(Exercise details): Rewrite the records below from the line containing "Identify a point for each instance of the open" through the end of the records, keeping every request line as is. Multiply each point coordinate by 0.75 and round it to a whole number, rounding halves up.

(Records)
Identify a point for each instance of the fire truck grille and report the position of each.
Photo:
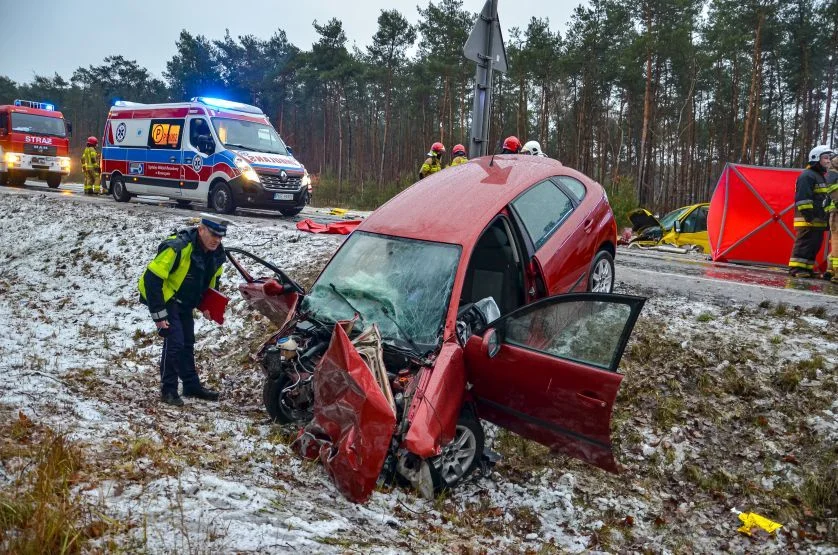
(271, 181)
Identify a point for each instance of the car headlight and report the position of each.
(247, 170)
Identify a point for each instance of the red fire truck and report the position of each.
(33, 143)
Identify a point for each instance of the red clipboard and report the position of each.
(215, 303)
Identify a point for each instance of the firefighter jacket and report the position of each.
(431, 165)
(832, 192)
(182, 271)
(809, 200)
(90, 159)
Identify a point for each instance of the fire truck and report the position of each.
(34, 142)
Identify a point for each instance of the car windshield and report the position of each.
(403, 285)
(669, 220)
(38, 125)
(249, 135)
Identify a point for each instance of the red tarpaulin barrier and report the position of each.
(340, 228)
(751, 217)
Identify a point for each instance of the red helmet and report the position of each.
(512, 144)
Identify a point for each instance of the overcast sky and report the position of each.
(47, 36)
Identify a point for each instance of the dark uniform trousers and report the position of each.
(178, 358)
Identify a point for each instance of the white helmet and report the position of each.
(816, 153)
(532, 147)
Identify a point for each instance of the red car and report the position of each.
(484, 291)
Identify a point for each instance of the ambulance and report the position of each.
(33, 143)
(209, 150)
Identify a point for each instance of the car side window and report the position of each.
(542, 209)
(584, 331)
(576, 187)
(165, 134)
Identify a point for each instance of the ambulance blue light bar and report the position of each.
(228, 105)
(37, 105)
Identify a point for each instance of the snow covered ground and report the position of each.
(722, 406)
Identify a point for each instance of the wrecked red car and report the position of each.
(480, 293)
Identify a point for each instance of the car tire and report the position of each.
(461, 456)
(279, 412)
(601, 276)
(290, 211)
(221, 199)
(118, 190)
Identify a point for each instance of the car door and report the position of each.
(553, 379)
(549, 218)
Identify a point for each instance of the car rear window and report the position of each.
(542, 209)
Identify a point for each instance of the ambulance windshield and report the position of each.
(249, 135)
(38, 125)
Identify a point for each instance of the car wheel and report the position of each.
(601, 277)
(221, 199)
(290, 211)
(279, 407)
(118, 190)
(460, 457)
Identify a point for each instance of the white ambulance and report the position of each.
(208, 150)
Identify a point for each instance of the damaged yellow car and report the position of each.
(683, 227)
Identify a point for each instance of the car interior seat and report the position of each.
(492, 272)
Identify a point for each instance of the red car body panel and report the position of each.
(436, 408)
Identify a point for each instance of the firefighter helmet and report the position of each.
(512, 144)
(816, 153)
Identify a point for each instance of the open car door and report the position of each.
(547, 371)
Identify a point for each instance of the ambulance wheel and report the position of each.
(221, 199)
(118, 190)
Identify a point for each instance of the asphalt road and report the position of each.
(691, 275)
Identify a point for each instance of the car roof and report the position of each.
(455, 205)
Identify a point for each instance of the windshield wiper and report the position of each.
(346, 300)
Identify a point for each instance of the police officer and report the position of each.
(90, 166)
(809, 215)
(433, 163)
(187, 264)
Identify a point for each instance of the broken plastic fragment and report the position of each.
(753, 520)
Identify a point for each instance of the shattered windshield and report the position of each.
(669, 220)
(403, 285)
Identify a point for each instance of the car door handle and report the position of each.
(591, 400)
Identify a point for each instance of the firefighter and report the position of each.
(90, 166)
(172, 286)
(511, 145)
(832, 213)
(459, 154)
(433, 163)
(809, 213)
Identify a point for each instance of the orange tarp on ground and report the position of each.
(751, 217)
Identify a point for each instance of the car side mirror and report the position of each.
(491, 342)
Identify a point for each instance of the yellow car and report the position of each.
(681, 227)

(Result):
Identify a point for each instance of the open car door and report the position of each.
(410, 278)
Identify a point for each instance of the ambulance wheel and report the position of each.
(166, 149)
(89, 143)
Identify a point for each instance of the asphalt road and report the position of each.
(518, 206)
Identify a point for each instance of the car roof and report the position of each.
(341, 154)
Identify a point for each instance of the windshield wiper and report the position of each.
(260, 225)
Identify a point for each instance of the police officer and report the position of each.
(68, 125)
(607, 161)
(325, 122)
(140, 198)
Identify a point for each instance of the broken plastic fragment and report the position of each.
(565, 390)
Identify a point for each instance of the shattered windshield and report the position of each.
(502, 165)
(302, 214)
Identify a point for each instance of the car door handle and report the position of each.
(443, 300)
Identify a point for each instance of the firefighter and report the position of each.
(68, 125)
(129, 215)
(383, 109)
(624, 160)
(344, 116)
(325, 122)
(607, 160)
Identify a point for each instance of the orange tarp on ground and report the position of each.
(563, 163)
Identify a point for each instance of the car side mirror and report the position of each.
(368, 257)
Identify a point for each instance of the yellow car and report the position of each.
(511, 170)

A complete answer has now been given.